● SET TASKS:
**A)** Copy the stretch of the Maaret al-Numan article from "Town of Maaret" through "in the country.".
**B)** Extend the Maaret al-Numan article onward from its final sentence.

Town of Maaret al-Numan 'nearly besieged' as Bashar al-Assad's forces prepare to enter
Trucks loaded with mattresses and furniture carry people while driving through the town of Hazano in the northern countryside of Syria's Idlib province (AFP)

Syrian government forces are set to enter the rebel stronghold of Maaret al-Numan in the last rebel-held territory of Idlib, dealing a blow to opposition forces in the country.

Maaret al-Numan has been deserted after months of bombardment by President Bashar al-Assad's government, leaving the strategic prize open for capture.

The town lies on the M5 highway linking Damascus to Syria's second city Aleppo, a main artery coveted by the government.

It is also the second biggest city in the beleaguered northwestern province of Idlib, the last stronghold of anti-government forces and home to some three million people - half of them displaced by violence in other areas.

Pro-government forces have since Friday seized around 14 towns and villages around the city, reaching its eastern outskirts, the Britain-based Syrian Observatory for Human Rights said on Monday.

● MATERIAL:
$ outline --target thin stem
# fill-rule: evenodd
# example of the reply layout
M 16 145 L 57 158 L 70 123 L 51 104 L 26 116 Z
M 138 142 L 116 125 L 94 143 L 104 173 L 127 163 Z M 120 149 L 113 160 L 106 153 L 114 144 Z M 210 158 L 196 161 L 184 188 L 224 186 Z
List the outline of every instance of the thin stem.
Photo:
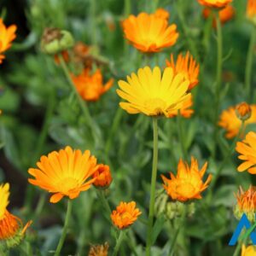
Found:
M 152 164 L 150 203 L 149 203 L 149 215 L 148 215 L 148 222 L 146 256 L 150 255 L 150 248 L 152 246 L 152 230 L 153 230 L 153 224 L 154 224 L 155 184 L 156 184 L 157 160 L 158 160 L 158 126 L 157 126 L 156 117 L 153 118 L 153 131 L 154 131 L 154 148 L 153 148 L 154 149 L 153 149 L 153 164 Z
M 67 201 L 67 213 L 66 213 L 64 227 L 62 230 L 62 234 L 60 238 L 57 248 L 55 250 L 55 256 L 59 256 L 61 254 L 61 251 L 62 246 L 64 244 L 67 231 L 67 227 L 68 227 L 69 219 L 70 219 L 70 216 L 71 216 L 71 210 L 72 210 L 72 200 L 69 199 Z
M 248 102 L 252 100 L 251 95 L 251 80 L 252 80 L 252 70 L 253 70 L 253 48 L 255 45 L 256 40 L 256 27 L 253 26 L 253 32 L 251 34 L 250 44 L 247 55 L 247 63 L 246 63 L 246 70 L 245 70 L 245 90 L 246 96 Z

● RESPONSES BY TASK:
**A)**
Town of Maaret al-Numan 'nearly besieged' as Bashar al-Assad's forces prepare to enter
Trucks loaded with mattresses and furniture carry people while driving through the town of Hazano in the northern countryside of Syria's Idlib province (AFP)

Syrian government forces are set to enter the rebel stronghold of Maaret al-Numan in the last rebel-held territory of Idlib, dealing a blow to opposition forces in the country.

**B)**
They have also cut a section of the M5 highway leading north from Maaret al Numan to Idlib city, according to the Observatory and the pro-government Al-Watan newspaper.

Retaking full control of the highway is essential to the government's efforts to rekindle a moribund economy.

The fighting has forced hundreds of thousands of civilians to flee their homes, with hundreds of vehicles on Monday packing a road leading out of the flashpoint region under heavy bombardment.

"Maaret al-Numan is nearly besieged," said Observatory head Rami Abdul Rahman, explaining that government forces were now stationed south, east and north of the city.

Pincer movement

Rahman said pro-government forces were now pushing from the west and northwest in a bid to tighten the noose around the opposition holdout.

An AFP correspondent in the region said government forces were also trying to reach the city's southwestern edges to prevent rebels and militants from falling back.

Idlib and the nearby areas of Hama, Aleppo and Latakia provinces are dominated by the Hayat Tahrir al-Sham (HTS) militant group, led by members of the country's former al-Qaeda franchise.

In recent months, Assad's government has chipped away territory under militant control in the four provinces despite several ceasefire agreements.

Assad has repeatedly vowed to reassert control over the whole of Syria.

AFP reported that Maaret al-Numan has become a ghost town, but the Observatory maintained that some civilians have remained in the area despite the escalation.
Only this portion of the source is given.